## Given passage
-- Opening Marker --
Attached are the course syllabus, outline, problem sets,
handouts, and the final exam and final assigned paper.
Literature articles were used heavily for discussion; the
references are included in the course outline. The attached
materials are not copyrighted, and we encourage their use by
any organization or individual so inclined. Certain handouts
did not lend themselves to ASCII reproduction, and are not
included.

The 39 students (and roughly 15 auditors) had access 12 hours
per day to a microcomputer lab. The software used in the
course included PCModel, running on IBM 386 clones and
Macintosh IIci's (we preferred the latter), AMSOL v.3.0.1 and
Gaussian92. The latter two program suites were run on an IBM
RS/6000 model 560. Communication with the workstation used
NCSA Telnet v.2.5 for Macintosh. Students also had access to
Microsoft Word 5.0, ChemDraw 3.0 and Chem3D 3.1 all running
on Macs. All software was obtained under the appropriate
license agreements except AMSOL and NCSA Telnet, which are
currently public domain. Problem sets were completed by
groups of two, the final exam and critical analysis paper
were individual projects.
-- Closing Marker --
## Data
-- Opening Marker --
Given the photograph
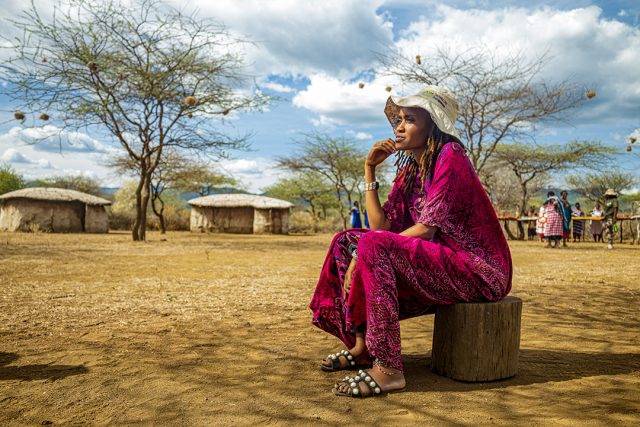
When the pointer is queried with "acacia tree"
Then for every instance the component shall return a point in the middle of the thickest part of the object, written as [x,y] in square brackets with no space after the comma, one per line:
-- Closing Marker --
## Action item
Please say whether each of these statements agrees with the text about the course, answering yes or no and quoting the words from the text that decide it. (a) AMSOL and Gaussian92 were run on an IBM RS/6000 model 560. (b) Every handout used in the course is included with the attached materials. (c) Students completed the final exam in groups of two.

## Answer to this problem
(a) Yes: "The latter two program suites were run on an IBM RS/6000 model 560."
(b) No: "Certain handouts did not lend themselves to ASCII reproduction, and are not included."
(c) No: "the final exam and critical analysis paper were individual projects."